→ Job: Lay out the listing, from the line containing "illuminated shop window" up to and including the line containing "[[[66,405],[103,405],[104,315],[100,286],[59,283],[62,399]]]", as a Markdown table with a Row column for the row number and a Line column for the line itself, leaving out blank lines.

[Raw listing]
Begin

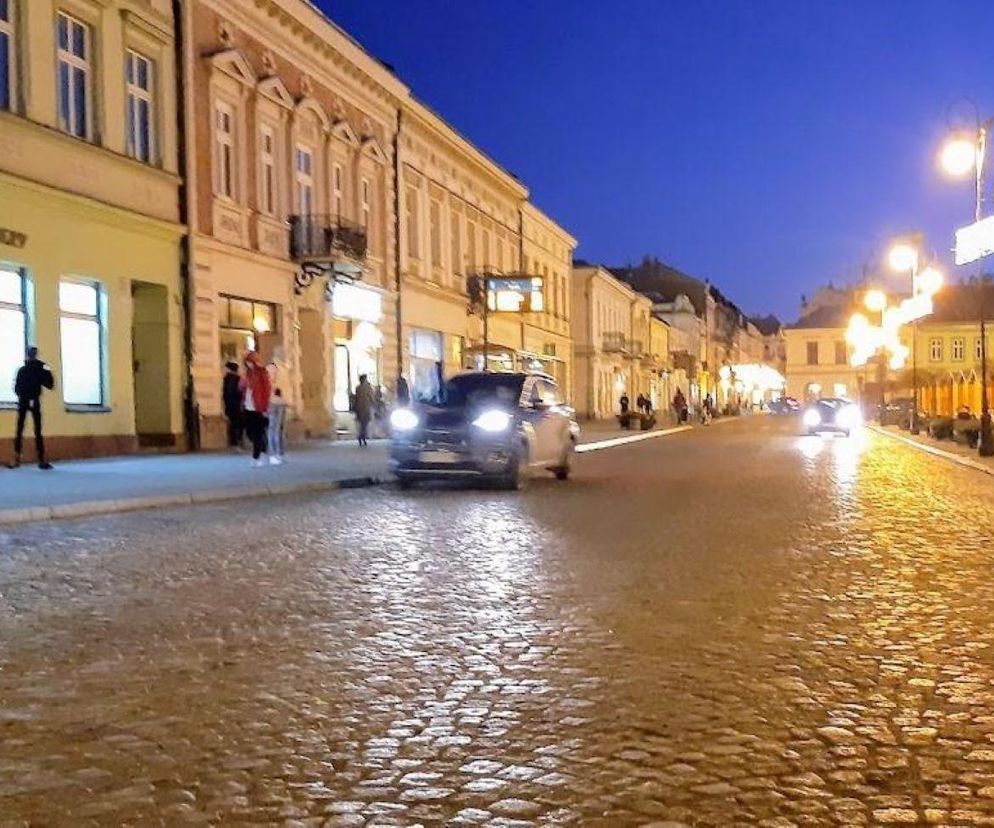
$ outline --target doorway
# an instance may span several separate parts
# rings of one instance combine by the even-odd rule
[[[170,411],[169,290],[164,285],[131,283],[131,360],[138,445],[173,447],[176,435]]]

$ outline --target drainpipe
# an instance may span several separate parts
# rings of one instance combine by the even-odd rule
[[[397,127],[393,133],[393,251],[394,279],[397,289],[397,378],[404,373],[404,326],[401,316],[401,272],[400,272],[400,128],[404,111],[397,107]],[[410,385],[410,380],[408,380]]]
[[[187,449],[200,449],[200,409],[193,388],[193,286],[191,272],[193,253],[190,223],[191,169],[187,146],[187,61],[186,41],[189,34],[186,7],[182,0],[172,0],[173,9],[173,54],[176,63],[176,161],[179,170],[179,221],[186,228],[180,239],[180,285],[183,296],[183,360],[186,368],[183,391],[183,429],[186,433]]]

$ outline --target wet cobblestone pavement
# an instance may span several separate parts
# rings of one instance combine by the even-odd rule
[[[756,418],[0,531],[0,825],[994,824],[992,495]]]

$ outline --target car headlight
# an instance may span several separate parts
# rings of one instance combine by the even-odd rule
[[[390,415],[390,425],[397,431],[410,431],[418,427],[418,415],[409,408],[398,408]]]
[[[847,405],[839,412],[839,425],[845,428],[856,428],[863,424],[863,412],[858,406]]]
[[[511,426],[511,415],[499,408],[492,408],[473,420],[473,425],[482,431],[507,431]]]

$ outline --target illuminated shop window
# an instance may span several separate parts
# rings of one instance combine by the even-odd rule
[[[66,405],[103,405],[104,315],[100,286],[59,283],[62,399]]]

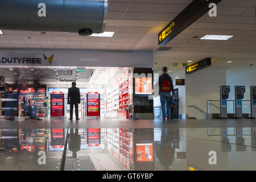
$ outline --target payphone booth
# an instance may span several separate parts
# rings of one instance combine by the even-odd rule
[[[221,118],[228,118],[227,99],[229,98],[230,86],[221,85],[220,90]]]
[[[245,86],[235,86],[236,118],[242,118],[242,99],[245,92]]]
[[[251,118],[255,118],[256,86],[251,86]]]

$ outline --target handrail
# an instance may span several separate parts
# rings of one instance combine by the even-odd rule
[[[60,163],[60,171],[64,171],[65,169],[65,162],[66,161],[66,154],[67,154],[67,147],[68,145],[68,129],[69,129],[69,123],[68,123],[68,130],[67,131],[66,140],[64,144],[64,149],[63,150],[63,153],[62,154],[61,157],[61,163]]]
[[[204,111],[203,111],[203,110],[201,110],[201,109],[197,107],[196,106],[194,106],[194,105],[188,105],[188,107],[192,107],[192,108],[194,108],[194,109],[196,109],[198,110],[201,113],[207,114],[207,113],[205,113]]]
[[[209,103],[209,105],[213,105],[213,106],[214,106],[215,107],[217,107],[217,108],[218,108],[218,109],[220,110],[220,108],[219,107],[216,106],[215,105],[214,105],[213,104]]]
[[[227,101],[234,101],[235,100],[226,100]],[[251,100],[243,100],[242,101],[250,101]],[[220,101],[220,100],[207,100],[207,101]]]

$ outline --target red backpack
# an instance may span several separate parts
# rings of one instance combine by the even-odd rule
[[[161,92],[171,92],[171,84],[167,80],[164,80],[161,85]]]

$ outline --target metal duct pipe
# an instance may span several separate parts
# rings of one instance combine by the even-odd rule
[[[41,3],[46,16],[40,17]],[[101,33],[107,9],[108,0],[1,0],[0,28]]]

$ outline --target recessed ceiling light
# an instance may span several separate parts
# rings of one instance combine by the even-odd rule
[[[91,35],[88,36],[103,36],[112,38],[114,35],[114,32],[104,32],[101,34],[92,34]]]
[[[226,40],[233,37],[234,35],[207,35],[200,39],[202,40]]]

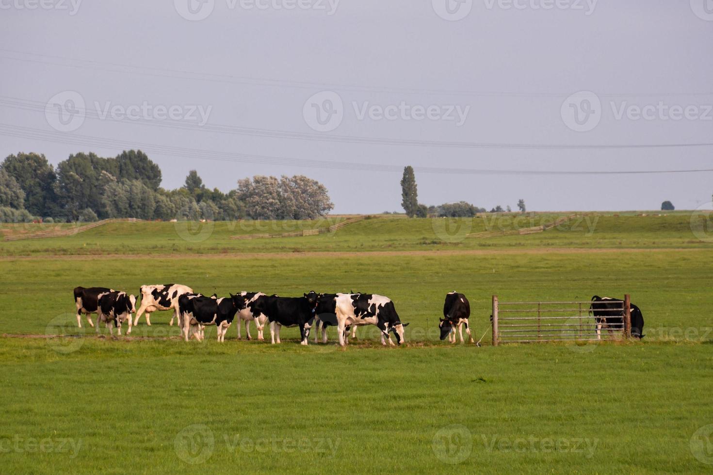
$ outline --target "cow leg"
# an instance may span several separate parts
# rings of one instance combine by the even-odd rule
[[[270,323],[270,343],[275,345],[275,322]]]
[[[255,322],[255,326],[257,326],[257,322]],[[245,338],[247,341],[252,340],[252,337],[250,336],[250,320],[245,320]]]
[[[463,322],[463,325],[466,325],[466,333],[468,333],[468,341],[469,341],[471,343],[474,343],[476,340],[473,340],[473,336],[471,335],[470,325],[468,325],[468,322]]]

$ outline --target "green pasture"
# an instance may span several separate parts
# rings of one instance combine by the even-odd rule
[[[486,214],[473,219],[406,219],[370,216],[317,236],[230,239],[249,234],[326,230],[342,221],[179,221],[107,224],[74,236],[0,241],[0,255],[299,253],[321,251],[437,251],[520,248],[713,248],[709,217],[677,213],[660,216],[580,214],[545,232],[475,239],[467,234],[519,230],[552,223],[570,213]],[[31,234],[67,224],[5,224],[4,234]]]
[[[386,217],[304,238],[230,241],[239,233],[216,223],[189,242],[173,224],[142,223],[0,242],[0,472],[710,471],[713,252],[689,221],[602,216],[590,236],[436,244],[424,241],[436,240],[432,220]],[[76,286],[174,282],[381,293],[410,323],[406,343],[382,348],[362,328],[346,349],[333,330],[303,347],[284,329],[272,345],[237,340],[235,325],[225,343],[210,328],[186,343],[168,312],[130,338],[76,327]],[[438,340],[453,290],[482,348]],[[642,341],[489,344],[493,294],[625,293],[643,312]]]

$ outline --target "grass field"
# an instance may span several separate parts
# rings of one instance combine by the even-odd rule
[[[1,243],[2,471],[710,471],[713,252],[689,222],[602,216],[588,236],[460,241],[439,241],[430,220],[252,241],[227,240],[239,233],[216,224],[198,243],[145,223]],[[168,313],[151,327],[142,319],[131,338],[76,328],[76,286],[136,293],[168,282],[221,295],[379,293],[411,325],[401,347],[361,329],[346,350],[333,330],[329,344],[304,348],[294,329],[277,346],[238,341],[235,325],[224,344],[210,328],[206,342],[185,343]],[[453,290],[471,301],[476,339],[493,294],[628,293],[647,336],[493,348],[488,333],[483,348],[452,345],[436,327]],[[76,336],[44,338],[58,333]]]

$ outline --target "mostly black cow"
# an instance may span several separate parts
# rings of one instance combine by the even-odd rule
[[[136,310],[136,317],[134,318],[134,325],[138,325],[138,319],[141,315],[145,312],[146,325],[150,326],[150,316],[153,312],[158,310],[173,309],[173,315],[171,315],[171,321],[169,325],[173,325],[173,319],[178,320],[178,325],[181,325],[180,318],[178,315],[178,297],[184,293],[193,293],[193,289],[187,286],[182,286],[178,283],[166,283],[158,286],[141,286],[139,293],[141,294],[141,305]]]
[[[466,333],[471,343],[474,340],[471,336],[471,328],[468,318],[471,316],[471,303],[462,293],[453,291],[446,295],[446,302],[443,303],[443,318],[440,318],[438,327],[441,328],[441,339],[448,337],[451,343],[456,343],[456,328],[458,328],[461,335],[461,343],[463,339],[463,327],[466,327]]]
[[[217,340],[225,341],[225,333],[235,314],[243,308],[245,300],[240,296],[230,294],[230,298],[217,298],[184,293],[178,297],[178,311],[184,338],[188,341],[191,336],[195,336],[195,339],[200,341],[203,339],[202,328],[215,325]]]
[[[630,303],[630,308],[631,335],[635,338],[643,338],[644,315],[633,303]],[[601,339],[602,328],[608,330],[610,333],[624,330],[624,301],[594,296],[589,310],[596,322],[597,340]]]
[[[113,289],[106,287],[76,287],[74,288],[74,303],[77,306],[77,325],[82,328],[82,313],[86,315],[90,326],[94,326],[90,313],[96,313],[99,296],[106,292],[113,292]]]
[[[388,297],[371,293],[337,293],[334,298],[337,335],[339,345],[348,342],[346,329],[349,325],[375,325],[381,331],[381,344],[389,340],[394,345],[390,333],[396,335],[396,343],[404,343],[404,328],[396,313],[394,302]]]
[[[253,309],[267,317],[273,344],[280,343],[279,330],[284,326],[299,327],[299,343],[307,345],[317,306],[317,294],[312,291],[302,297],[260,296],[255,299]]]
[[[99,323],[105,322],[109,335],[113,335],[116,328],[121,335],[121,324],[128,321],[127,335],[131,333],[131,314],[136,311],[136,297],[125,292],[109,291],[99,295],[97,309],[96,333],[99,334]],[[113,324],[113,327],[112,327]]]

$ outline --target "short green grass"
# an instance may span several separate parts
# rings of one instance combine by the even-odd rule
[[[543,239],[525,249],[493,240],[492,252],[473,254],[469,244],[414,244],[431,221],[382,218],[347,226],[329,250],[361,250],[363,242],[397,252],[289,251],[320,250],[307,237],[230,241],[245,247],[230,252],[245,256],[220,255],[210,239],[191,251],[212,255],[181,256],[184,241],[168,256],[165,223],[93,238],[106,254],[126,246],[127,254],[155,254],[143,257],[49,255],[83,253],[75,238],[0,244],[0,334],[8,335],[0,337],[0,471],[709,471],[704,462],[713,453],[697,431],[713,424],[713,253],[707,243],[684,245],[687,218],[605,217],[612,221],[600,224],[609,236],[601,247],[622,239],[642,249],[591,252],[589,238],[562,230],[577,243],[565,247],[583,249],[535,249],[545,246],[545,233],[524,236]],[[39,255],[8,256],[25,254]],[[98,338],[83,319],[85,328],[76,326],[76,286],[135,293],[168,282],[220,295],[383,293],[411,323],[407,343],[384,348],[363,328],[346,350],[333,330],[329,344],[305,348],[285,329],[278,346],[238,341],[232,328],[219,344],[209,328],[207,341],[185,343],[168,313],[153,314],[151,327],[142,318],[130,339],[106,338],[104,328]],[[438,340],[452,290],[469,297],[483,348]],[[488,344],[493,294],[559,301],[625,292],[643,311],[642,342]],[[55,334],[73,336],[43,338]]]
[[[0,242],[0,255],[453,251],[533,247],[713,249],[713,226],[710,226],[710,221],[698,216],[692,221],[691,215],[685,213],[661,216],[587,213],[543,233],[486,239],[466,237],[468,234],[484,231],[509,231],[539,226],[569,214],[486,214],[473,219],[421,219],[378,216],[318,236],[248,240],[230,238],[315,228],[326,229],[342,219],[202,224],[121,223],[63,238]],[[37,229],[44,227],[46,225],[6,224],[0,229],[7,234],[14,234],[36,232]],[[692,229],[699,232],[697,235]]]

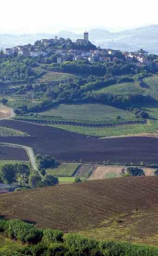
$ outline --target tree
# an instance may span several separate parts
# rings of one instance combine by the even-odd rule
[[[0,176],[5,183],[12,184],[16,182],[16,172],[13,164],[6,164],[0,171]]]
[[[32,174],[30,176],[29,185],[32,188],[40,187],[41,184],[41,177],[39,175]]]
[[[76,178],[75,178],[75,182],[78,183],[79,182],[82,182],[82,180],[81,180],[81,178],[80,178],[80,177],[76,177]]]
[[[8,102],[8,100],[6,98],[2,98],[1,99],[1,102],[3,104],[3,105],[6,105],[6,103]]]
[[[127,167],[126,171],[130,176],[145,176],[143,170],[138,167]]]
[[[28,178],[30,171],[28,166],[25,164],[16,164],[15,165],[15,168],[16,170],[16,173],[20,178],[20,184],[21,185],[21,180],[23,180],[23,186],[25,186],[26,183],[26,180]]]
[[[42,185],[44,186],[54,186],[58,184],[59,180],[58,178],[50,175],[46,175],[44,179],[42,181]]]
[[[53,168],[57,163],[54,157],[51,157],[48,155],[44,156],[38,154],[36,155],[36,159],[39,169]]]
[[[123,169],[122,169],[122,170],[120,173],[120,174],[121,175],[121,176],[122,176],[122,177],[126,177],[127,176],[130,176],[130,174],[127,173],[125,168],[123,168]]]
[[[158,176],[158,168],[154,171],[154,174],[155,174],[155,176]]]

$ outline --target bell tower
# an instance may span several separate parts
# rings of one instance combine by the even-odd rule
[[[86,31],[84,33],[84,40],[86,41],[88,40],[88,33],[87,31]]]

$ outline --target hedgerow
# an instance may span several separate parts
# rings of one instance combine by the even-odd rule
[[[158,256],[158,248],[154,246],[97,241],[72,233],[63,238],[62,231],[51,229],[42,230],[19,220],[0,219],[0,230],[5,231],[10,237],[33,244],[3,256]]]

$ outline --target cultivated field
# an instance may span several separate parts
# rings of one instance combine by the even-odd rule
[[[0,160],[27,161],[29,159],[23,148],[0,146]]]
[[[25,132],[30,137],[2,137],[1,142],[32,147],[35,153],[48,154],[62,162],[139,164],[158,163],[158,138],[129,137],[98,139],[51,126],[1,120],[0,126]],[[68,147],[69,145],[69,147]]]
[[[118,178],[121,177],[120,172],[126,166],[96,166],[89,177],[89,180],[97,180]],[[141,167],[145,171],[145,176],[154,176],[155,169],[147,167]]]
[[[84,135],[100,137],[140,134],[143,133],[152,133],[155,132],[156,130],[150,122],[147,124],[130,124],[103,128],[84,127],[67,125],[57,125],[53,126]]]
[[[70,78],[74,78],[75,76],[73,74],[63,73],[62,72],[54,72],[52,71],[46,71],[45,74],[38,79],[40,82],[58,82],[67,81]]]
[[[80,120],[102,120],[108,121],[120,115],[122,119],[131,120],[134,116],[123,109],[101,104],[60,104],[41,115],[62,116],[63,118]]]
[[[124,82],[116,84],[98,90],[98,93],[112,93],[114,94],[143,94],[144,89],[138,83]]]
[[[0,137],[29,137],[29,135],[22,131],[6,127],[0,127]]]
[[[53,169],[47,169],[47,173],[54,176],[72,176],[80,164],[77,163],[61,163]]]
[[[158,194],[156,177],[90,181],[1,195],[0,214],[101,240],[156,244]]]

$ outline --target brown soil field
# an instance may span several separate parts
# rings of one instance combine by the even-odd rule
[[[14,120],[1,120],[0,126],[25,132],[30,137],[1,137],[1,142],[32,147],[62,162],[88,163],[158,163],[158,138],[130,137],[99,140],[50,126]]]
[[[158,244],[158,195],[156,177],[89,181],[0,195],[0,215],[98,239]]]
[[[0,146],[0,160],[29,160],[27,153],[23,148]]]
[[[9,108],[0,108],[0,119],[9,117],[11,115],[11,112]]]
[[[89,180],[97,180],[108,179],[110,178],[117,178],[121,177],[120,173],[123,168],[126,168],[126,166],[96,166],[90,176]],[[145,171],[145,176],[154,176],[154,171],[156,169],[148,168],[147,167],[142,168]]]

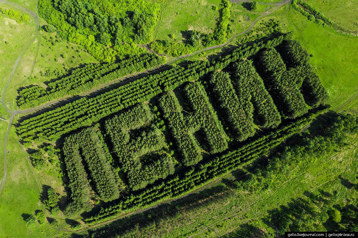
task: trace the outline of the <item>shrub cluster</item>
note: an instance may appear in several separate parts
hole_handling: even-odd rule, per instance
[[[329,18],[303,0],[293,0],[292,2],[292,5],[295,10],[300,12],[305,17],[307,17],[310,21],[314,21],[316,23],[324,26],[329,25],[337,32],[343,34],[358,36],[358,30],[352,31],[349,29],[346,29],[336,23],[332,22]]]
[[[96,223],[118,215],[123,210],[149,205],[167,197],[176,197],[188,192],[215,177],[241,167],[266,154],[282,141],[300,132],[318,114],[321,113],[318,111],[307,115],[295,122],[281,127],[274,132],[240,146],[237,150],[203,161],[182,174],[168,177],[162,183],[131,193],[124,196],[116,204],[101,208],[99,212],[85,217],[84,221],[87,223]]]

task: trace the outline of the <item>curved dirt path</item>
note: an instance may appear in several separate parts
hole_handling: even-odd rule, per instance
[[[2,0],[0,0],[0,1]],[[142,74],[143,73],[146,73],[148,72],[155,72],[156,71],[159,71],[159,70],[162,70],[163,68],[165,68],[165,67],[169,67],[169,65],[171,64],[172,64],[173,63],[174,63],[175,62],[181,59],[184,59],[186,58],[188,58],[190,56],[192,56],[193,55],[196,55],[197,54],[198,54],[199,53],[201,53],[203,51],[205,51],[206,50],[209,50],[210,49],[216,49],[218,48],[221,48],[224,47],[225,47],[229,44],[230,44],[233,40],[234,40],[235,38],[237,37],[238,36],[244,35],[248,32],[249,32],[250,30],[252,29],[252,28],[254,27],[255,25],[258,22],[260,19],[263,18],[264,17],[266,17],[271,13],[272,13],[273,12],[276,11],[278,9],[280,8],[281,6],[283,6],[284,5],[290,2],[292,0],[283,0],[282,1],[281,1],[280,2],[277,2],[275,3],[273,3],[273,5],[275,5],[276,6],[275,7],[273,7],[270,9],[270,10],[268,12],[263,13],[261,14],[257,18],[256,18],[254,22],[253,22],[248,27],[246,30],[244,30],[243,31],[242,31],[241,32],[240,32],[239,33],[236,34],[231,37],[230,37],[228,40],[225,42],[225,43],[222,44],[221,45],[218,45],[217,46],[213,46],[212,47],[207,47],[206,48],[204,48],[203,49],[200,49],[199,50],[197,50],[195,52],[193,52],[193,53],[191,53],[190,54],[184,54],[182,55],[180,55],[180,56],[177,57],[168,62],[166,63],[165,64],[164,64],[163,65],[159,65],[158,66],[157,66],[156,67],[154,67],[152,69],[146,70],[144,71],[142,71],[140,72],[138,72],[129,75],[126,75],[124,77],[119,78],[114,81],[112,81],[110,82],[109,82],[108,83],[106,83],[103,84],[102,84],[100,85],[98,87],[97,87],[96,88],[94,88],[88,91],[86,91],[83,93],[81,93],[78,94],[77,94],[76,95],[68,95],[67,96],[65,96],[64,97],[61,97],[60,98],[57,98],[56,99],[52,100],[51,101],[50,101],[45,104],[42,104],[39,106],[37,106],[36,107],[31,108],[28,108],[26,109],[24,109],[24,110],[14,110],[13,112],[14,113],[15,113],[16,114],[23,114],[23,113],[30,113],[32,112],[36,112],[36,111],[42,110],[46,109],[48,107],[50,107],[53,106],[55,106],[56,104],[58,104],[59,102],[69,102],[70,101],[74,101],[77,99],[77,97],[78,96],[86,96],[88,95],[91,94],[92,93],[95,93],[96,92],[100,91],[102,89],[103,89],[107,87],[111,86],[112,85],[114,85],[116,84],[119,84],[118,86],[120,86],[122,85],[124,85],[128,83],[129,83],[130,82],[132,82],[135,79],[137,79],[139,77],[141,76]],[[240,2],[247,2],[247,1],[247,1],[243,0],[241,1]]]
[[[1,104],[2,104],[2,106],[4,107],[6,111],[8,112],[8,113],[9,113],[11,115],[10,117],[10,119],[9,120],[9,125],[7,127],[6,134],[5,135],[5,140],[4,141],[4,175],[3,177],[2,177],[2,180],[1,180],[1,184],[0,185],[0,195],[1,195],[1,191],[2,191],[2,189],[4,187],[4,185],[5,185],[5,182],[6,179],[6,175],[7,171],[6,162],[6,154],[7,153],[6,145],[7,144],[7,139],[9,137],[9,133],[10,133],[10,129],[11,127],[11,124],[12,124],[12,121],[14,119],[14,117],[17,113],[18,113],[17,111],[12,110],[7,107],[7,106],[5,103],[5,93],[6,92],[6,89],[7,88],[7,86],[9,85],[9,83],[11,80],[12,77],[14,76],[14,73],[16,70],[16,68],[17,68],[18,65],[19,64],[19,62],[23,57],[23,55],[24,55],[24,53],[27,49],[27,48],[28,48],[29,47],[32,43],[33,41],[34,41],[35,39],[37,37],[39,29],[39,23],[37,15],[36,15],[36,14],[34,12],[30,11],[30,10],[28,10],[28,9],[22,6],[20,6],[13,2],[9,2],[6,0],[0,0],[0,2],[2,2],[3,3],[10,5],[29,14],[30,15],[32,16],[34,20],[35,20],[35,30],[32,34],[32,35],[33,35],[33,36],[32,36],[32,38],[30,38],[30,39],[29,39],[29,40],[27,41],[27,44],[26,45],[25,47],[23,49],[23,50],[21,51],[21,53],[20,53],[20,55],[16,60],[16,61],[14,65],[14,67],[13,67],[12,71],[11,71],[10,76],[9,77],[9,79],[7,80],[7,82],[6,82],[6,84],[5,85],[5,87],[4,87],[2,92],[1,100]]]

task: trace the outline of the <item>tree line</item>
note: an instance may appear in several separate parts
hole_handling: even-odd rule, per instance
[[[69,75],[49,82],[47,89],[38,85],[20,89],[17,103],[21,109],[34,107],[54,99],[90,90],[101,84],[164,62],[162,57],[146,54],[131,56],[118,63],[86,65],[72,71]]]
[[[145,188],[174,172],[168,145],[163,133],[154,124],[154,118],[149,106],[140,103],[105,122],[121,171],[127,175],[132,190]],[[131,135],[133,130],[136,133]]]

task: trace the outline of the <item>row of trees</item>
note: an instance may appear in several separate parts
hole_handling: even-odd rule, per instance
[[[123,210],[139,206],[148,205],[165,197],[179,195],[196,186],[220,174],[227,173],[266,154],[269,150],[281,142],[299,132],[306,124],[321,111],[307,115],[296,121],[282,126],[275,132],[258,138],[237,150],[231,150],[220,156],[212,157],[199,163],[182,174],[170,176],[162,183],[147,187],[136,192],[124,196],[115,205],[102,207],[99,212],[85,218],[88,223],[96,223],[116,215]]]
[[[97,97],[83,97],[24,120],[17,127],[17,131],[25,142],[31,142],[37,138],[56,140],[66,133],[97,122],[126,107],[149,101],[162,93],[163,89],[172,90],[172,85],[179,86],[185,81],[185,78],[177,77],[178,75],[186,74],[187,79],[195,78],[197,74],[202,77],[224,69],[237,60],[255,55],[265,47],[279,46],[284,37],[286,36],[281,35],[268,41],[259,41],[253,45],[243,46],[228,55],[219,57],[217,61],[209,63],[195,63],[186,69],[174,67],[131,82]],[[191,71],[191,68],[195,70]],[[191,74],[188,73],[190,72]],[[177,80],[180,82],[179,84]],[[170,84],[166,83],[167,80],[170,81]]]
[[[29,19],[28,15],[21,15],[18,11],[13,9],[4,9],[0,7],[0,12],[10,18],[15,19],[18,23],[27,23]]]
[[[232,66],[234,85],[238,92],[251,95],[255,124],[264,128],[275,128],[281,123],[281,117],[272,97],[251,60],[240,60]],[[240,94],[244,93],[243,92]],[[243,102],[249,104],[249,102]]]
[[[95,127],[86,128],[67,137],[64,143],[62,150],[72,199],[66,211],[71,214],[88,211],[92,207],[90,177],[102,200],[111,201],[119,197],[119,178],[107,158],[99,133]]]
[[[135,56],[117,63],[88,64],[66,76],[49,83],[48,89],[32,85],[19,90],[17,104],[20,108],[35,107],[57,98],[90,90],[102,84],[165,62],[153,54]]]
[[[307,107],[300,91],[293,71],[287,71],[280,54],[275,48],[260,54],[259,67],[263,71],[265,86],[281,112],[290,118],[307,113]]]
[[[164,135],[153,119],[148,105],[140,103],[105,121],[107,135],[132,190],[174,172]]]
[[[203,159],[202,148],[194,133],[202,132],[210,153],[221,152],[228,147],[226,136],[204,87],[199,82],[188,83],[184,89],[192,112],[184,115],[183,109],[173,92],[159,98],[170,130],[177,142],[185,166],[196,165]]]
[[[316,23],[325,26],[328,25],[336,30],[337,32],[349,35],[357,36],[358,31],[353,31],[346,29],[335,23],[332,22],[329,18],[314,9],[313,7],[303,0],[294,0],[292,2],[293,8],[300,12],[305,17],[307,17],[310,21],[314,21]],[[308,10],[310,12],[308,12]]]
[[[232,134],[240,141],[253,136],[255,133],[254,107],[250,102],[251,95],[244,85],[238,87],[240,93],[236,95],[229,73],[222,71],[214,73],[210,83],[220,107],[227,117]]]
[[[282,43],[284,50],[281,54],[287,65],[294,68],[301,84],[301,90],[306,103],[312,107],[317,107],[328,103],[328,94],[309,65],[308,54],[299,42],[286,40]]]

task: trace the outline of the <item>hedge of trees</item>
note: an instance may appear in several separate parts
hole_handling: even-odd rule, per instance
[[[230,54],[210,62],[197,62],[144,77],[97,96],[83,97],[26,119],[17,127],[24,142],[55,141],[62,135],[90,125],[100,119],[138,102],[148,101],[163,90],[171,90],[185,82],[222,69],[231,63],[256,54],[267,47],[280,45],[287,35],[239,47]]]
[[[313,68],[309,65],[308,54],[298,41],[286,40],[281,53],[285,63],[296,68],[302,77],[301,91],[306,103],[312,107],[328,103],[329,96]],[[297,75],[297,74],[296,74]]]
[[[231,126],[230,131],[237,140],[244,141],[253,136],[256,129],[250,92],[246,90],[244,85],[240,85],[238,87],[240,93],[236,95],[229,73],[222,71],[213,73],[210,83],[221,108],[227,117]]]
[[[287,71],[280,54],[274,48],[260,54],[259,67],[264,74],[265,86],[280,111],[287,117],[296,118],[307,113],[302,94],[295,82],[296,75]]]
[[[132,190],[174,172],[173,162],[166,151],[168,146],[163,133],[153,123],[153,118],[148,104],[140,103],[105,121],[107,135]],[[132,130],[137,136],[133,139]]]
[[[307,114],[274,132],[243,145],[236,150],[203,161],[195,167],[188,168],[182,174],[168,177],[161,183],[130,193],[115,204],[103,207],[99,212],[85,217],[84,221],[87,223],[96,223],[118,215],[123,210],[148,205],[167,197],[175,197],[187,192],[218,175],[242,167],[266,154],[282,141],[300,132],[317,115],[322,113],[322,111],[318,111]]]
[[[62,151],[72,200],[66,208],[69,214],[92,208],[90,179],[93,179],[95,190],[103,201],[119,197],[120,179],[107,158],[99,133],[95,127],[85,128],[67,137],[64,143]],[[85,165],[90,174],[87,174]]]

End

→ Complete answer:
| Row | Line |
|---|---|
| 1 | $ outline --target illuminated shop window |
| 2 | # an instance may span several separate parts |
| 3 | # rings of one instance combine by the even-odd rule |
| 4 | [[[66,405],[103,405],[104,315],[100,286],[59,283],[62,399]]] |